Here is the code to solve the system of equations:

Manipulate[
  m = n + 1; 
  solution = Solve[{r*M0 == 
  P + M0*Sum[
      i*Product[Evaluate[Symbol["K" <> ToString[j]]]*1, {j, i}]*
       P^i, {i, n}]/
     Sum[Product[Evaluate[Symbol["K" <> ToString[j]]]*1, {j, i}]*
       P^i, {i, 0, n}], 
 M == M0/Sum[
    Product[Evaluate[Symbol["K" <> ToString[j]]]*1, {j, i}]*
     P^i, {i, 0, n}], 
 Table[Evaluate[Symbol["MP" <> ToString[j]]]*1 == 
   Times @@ (Table[
       Evaluate[Symbol["K" <> ToString[i]]]*1, {i, j}]) M P^j, {j,
    n}]} // 
Flatten, {P, M, 
 Table[Evaluate[Symbol["MP" <> ToString[j]]]*1, {j, n}]} // 
Flatten];, {n, 3, 1, 1}]

And here is the code to plot the solutions as a functions of parameter 'r':

valP = P /. Take[solution, {1, 4}];

molP[rVal_, K1Val_, K2Val_, K3Val_, M0Val_, DifInd_: 0] := 
  Re@With[{r = rVal, K1 = K1Val, K2 = K2Val, K3 = K3Val, M0 = M0Val, índex = DifInd}, (Evaluate@D[valP, {r, índex}])];

Manipulate[
 Plot[Evaluate[{molP[r, 10^k1, 10^k2, 10^k3, 10^p0, 0]}], 
 {r, 0.1, rrmax}, ImageSize -> 500, Frame -> True], 
 {{rrmax, 10, "r"}, 1, 10}, 
 {{k1, 6, "k1"}, 2, 9}, 
 {{k2, 3, "k2"}, 2, 9}, 
 {{k3, 6, "k3"}, 2, 9}, 
 {{p0, -3.5, "10^P0"}, -1, -10}, 
 ControlPlacement -> Left]

Parameter n in Manipulate define the system of equations and at n=1 or n=2 there is no problems with branches switching:

enter image description here

The problems starts only when n=3. So, the question is - How I can mix the solutions in such way, so I can define all branches as continuous functions ?

SUPPLIED RECORDS >>
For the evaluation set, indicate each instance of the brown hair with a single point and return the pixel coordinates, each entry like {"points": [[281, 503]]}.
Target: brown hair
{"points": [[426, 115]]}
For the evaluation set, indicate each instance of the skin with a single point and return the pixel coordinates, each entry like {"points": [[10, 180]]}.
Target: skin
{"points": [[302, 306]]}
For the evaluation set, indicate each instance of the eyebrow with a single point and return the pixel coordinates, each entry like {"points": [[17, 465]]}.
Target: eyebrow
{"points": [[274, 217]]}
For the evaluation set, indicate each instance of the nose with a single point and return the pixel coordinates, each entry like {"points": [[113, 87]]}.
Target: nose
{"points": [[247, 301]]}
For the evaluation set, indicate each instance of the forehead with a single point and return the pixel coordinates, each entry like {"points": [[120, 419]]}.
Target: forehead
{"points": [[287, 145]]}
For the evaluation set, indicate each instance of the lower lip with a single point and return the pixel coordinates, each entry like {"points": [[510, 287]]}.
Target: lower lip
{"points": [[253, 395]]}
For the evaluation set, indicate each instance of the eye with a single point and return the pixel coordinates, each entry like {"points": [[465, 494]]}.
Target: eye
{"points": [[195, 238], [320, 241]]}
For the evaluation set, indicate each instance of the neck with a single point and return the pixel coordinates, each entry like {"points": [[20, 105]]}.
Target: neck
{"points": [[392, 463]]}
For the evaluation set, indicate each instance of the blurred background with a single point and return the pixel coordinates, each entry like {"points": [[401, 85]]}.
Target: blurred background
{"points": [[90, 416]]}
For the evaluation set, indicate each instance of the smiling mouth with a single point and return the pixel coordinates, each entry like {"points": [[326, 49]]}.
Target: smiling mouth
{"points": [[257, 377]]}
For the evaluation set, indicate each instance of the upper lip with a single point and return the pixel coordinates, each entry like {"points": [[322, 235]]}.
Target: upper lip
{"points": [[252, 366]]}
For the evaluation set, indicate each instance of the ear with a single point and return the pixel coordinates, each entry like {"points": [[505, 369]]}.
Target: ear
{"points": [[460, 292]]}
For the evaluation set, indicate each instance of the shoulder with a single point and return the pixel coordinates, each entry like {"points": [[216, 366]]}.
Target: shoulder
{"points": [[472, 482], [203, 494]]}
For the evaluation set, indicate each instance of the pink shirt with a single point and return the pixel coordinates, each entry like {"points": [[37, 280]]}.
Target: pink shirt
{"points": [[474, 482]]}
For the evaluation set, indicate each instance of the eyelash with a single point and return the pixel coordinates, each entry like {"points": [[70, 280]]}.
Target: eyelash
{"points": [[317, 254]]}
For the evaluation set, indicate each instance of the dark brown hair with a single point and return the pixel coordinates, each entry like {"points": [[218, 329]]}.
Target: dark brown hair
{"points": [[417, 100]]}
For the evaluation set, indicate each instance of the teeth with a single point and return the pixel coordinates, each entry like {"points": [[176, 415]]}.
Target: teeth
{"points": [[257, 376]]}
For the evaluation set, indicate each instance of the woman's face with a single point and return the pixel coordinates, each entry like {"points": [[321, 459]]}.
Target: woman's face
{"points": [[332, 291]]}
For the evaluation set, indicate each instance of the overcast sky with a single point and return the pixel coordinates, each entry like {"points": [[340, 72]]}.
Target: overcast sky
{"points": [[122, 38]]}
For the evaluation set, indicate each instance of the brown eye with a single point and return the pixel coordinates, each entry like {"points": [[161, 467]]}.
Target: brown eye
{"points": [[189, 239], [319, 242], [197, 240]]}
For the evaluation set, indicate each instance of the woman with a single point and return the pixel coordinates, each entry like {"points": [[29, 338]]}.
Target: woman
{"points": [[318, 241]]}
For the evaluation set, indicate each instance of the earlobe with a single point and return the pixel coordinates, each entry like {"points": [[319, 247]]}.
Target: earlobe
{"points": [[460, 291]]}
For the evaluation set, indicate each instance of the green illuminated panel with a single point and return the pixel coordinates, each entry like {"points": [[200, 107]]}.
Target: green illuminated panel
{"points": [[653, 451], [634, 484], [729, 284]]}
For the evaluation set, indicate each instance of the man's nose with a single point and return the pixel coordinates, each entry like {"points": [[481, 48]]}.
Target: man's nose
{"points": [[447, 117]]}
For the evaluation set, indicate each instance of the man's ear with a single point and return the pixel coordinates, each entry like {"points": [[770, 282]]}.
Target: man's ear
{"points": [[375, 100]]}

WHAT TO PRODUCE >> Extend the forum post about branch switching in the plotted solutions, picking up right after its last sentence. You can skip the listing.

RESPONSE TO THE EXERCISE >>
Other example is below

solution = Solve[{
K1*P*L == A,
K2*P*L*L == B,
K2*A*L*L == F,
P0 == P + A + B + F,
r*P0 == L + A + 2*B + 3*F
}, {P, L, A, B, F}];

valF = F /. Take[solution, {1, 4}];


FF[rVal_, K1Val_, K2Val_, P0Val_, DifInd_: 0] := 
 Re@With[{r = rVal, K1 = K1Val, K2 = K2Val, P0 = P0Val, 
 índex = DifInd}, (Evaluate@D[valF, {r, índex}])];


Plot[Evaluate[FF[r, 10^6, 10^7, 10^-3.8, 0]],
{r, 0.05, 2},
PlotStyle -> {Red, Blue, Green, Magenta},
PlotRange -> {{0, 1.5}, {-0.00005, 0.0001}},
ImageSize -> Large
]

enter image description here

I need to define 4 continuous functions instead of 4 current not continuous functions!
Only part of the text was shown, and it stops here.